_GIVEN REQUEST A_:
Answer these questions from the LVM tutorial, one line each:
(i) What is the most important disadvantage of handling storage by creating partitions on disks?
(ii) What ID should the partition type have when partitions are used for LVM?
(iii) What is a Physical Volume a one-to-one mapping of?
_GIVEN REQUEST B_:
Update the part of the LVM tutorial that opens with "1. LVM Architecture" and closes with "of individual partition.", writing it out again with "raw disk" replaced by "whole disk".
## begin SUPPLIED TEXT
In this tutorial we will learn about Logical Volume Manager i.e. LVM used in Linux and Unix. In the early days of Linux servers, storage was handled by creating partitions on disks. Even if this approach does work, there are some disadvantages, the most important of which is that disks are inflexible. That is why the Logical Volume Manager was introduced. We will learn more about this in this tutorial.
1. LVM Architecture
Here is a diagram of LVM architecture where you can see there are multiple layers:
- The lowest layer i.e. the foundation is based on Storage Devices. These can be any storage devices, such as complete disks, partitions, logical units (LUNs) on a storage-area network (SAN), and whatever else is made possible in modern storage topologies.
- Now optionally these storage devices can be presented as a Partition instead of raw disk for the Logical Volume Manager (LVM). In this diagram as you see I have created different partitions for each available disk. When we use partitions, the partition type should be set to Linux LVM with an ID of 8E using the
fdisk
partitioning tool. - Next we need to convert these individual partitions as "Physical Volume" which makes them usable in an LVM environment. So a Physical Volume is a one-to-one mapping of individual partition.
## end SUPPLIED TEXT
## begin RECORD LIST
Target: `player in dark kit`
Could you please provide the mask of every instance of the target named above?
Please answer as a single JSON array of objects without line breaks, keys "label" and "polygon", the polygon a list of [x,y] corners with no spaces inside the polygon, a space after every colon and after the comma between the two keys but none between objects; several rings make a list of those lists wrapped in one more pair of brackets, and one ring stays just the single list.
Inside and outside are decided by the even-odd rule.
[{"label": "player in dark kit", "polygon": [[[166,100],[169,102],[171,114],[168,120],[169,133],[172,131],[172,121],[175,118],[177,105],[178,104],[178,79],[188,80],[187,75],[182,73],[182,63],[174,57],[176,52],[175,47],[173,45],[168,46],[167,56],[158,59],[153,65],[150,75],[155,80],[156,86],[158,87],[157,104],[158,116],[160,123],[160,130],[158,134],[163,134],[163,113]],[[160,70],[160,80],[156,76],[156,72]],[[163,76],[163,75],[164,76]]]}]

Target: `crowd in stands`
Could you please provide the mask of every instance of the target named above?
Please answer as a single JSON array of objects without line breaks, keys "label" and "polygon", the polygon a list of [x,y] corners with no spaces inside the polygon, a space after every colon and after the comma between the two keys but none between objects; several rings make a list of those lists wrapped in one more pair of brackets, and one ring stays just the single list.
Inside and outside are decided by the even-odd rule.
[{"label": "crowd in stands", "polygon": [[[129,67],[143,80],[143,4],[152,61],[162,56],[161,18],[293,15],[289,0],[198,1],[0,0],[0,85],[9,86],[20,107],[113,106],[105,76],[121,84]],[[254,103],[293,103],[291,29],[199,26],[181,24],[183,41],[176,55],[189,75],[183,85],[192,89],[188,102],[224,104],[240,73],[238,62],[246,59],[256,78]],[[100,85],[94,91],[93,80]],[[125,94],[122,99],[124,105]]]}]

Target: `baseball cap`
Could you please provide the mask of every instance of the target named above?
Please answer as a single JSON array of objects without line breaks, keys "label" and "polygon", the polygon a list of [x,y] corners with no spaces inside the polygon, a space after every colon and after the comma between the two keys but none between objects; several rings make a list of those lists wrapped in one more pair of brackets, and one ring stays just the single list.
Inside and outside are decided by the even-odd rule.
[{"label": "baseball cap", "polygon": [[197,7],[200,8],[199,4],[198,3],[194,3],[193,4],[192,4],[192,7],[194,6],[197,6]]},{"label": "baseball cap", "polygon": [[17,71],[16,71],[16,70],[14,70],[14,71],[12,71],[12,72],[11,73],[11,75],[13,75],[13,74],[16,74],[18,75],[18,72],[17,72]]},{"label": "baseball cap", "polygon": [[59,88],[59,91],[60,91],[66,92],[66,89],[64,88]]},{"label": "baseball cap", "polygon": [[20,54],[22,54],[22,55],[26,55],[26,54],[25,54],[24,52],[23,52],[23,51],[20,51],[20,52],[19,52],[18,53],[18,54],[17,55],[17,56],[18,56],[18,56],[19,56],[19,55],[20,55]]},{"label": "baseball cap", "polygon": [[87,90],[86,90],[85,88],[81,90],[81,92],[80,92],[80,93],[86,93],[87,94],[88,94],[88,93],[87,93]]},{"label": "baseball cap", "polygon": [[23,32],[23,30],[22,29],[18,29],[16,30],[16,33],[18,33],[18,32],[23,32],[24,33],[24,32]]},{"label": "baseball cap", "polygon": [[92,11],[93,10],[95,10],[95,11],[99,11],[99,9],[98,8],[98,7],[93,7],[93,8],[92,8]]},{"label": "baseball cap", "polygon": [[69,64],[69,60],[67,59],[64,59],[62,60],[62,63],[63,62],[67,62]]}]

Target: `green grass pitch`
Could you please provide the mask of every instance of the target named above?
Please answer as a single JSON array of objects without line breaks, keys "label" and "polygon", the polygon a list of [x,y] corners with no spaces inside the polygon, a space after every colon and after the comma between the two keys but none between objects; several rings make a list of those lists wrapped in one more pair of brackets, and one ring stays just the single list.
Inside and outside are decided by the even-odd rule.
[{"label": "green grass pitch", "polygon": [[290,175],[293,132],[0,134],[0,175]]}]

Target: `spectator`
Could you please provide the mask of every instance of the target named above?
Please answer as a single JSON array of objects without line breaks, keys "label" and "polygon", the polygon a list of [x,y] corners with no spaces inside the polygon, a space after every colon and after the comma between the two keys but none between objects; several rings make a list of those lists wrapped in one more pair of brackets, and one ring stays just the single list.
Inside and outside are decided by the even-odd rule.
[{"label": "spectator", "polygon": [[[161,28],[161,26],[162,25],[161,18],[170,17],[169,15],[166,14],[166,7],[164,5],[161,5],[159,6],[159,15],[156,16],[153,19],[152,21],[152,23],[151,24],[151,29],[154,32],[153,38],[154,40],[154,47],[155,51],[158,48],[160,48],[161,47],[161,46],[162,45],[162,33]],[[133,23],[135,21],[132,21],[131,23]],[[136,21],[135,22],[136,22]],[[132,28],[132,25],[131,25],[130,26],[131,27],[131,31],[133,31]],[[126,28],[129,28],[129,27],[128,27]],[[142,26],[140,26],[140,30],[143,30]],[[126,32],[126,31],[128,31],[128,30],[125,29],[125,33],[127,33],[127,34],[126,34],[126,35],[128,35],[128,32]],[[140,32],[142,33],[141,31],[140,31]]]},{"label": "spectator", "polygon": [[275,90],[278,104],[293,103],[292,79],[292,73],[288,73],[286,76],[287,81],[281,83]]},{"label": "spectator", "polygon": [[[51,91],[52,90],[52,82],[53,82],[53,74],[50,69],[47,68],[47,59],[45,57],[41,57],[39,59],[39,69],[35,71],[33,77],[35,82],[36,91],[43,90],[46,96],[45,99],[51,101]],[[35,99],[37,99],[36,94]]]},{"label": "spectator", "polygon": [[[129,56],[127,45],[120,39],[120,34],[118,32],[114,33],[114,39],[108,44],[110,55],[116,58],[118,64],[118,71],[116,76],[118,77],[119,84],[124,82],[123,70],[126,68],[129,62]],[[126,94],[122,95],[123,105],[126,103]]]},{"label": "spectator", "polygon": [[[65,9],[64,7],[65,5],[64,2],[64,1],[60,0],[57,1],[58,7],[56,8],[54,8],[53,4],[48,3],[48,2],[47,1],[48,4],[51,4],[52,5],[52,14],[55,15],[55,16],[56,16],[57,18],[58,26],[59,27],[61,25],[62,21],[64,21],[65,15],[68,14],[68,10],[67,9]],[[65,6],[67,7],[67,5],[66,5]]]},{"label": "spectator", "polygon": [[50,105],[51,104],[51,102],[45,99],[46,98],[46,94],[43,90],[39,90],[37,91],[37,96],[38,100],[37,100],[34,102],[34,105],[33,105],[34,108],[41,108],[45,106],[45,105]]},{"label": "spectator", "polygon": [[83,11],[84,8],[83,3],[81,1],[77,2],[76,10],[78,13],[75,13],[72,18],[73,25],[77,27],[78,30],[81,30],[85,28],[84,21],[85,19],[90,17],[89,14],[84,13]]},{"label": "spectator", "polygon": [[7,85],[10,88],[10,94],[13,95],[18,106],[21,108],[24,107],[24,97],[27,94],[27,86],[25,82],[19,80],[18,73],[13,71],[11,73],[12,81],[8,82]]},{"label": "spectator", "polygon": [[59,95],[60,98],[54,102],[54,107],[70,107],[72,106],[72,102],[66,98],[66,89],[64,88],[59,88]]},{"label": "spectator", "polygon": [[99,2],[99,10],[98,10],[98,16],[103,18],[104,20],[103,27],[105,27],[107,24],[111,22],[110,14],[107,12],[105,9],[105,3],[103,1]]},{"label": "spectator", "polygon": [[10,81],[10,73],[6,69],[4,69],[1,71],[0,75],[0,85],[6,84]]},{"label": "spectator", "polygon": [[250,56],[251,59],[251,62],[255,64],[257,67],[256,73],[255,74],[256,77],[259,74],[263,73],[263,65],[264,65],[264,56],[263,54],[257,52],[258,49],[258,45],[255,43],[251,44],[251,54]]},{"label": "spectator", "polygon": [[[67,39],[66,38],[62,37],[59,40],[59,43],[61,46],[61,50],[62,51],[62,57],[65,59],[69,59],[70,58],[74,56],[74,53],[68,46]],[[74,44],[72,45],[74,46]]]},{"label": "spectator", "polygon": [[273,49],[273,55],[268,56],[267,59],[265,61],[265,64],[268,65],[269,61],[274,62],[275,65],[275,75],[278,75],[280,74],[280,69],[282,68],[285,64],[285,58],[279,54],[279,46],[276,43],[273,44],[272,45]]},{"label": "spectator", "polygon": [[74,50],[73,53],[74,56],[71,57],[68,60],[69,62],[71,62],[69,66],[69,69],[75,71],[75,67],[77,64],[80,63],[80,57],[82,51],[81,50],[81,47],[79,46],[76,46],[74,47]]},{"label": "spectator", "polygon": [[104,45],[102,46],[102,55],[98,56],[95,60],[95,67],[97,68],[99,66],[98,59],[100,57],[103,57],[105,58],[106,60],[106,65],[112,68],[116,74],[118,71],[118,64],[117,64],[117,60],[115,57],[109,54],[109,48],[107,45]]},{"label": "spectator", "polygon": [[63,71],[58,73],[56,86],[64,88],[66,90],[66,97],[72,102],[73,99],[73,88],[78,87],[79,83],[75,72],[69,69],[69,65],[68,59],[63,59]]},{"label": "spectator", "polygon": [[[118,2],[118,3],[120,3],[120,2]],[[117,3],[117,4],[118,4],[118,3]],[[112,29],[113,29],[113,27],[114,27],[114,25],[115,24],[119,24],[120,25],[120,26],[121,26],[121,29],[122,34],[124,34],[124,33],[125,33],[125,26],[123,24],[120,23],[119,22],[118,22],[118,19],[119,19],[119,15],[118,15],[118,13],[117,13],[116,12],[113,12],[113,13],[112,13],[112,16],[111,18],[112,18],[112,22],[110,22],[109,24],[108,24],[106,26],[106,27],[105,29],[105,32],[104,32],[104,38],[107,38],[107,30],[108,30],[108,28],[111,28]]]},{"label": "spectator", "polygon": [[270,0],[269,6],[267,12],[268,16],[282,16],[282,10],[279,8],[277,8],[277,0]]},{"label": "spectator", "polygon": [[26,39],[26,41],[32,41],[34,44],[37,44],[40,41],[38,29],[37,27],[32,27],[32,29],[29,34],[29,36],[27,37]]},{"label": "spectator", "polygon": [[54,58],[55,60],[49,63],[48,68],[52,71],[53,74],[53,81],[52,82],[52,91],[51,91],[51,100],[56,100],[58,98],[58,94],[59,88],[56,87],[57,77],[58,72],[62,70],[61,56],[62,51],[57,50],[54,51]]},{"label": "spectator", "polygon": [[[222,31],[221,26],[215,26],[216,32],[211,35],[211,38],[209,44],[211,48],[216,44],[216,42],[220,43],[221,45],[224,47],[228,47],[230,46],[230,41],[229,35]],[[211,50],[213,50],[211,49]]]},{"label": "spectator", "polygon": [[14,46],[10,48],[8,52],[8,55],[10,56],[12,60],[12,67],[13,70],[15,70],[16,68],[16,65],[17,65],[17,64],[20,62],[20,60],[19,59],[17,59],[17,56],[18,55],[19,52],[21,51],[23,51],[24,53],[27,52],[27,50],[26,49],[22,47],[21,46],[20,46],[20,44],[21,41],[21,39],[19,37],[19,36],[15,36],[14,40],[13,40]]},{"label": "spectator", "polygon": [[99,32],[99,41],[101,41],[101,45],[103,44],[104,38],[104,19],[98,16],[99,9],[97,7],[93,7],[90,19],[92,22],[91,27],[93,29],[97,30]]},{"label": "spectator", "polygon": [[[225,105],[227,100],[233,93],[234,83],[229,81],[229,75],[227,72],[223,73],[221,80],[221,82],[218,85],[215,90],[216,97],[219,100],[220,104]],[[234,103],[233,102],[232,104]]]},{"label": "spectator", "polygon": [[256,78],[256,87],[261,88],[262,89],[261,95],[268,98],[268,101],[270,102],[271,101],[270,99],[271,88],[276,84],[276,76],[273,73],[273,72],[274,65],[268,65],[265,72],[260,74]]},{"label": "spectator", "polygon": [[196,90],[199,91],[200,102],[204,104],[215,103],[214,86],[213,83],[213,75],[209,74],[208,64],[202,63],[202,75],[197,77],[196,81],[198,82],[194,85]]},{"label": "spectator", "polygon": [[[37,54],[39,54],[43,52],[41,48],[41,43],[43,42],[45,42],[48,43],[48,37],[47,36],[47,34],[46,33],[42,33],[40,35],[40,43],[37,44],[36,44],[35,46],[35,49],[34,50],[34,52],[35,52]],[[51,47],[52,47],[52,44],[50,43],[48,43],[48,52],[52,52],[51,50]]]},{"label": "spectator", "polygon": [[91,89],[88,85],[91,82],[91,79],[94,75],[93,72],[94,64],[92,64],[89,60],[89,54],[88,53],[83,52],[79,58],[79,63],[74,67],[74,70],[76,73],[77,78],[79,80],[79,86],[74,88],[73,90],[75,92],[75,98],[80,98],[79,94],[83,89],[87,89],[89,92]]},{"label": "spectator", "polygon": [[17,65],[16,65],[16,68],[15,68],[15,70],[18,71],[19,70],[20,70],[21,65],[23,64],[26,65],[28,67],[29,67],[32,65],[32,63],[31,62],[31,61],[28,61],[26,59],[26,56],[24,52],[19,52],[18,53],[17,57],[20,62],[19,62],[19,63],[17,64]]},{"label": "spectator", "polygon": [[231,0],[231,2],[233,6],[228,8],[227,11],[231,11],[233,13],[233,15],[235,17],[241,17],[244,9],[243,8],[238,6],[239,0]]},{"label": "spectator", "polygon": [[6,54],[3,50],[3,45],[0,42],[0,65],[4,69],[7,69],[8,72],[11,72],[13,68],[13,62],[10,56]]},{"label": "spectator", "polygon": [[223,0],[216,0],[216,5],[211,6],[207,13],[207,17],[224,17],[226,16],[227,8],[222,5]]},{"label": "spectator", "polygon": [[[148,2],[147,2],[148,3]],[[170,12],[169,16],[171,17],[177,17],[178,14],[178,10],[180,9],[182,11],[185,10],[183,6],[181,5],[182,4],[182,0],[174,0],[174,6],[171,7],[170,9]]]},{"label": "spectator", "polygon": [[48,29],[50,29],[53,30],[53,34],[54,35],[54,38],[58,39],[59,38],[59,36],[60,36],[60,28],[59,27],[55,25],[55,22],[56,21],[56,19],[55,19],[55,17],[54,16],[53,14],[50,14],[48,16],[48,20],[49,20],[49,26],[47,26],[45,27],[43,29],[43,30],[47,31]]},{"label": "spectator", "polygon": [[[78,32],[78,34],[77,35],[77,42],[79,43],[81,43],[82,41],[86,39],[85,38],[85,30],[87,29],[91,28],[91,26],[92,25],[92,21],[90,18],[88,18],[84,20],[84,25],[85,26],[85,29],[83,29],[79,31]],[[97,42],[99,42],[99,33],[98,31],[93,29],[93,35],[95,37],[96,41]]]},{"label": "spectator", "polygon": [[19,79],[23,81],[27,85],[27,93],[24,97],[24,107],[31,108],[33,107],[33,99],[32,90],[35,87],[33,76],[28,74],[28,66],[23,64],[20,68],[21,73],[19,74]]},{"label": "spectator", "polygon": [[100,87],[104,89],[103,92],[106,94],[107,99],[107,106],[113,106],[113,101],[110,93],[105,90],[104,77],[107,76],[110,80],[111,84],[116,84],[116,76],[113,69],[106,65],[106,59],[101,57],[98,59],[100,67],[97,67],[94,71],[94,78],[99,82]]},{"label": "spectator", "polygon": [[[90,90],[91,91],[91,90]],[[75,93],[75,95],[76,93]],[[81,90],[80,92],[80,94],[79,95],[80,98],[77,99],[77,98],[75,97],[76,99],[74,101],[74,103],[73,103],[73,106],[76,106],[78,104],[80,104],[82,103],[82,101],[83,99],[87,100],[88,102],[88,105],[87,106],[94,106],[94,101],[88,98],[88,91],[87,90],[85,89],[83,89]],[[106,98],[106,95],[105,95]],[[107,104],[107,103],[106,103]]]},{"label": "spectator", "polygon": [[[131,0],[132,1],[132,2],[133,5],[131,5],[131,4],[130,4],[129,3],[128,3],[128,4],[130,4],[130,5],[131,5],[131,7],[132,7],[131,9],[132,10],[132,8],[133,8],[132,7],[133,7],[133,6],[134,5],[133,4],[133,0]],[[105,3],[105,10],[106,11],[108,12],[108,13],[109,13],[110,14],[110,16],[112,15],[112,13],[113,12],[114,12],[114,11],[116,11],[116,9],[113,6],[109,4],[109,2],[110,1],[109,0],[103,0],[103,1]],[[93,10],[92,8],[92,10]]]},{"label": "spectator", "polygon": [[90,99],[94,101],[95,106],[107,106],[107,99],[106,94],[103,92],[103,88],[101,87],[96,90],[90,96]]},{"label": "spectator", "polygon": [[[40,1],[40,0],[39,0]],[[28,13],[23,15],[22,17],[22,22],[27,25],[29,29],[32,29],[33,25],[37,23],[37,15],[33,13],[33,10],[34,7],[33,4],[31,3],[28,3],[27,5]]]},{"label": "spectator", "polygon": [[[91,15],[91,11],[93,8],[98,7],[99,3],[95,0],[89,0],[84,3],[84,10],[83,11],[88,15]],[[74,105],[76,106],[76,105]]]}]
## end RECORD LIST
_TASK OUTPUT A_:
(i) Disks are inflexible.
(ii) 8E (Linux LVM).
(iii) An individual partition.

_TASK OUTPUT B_:
1. LVM Architecture
Here is a diagram of LVM architecture where you can see there are multiple layers:
- The lowest layer i.e. the foundation is based on Storage Devices. These can be any storage devices, such as complete disks, partitions, logical units (LUNs) on a storage-area network (SAN), and whatever else is made possible in modern storage topologies.
- Now optionally these storage devices can be presented as a Partition instead of whole disk for the Logical Volume Manager (LVM). In this diagram as you see I have created different partitions for each available disk. When we use partitions, the partition type should be set to Linux LVM with an ID of 8E using the
fdisk
partitioning tool. - Next we need to convert these individual partitions as "Physical Volume" which makes them usable in an LVM environment. So a Physical Volume is a one-to-one mapping of individual partition.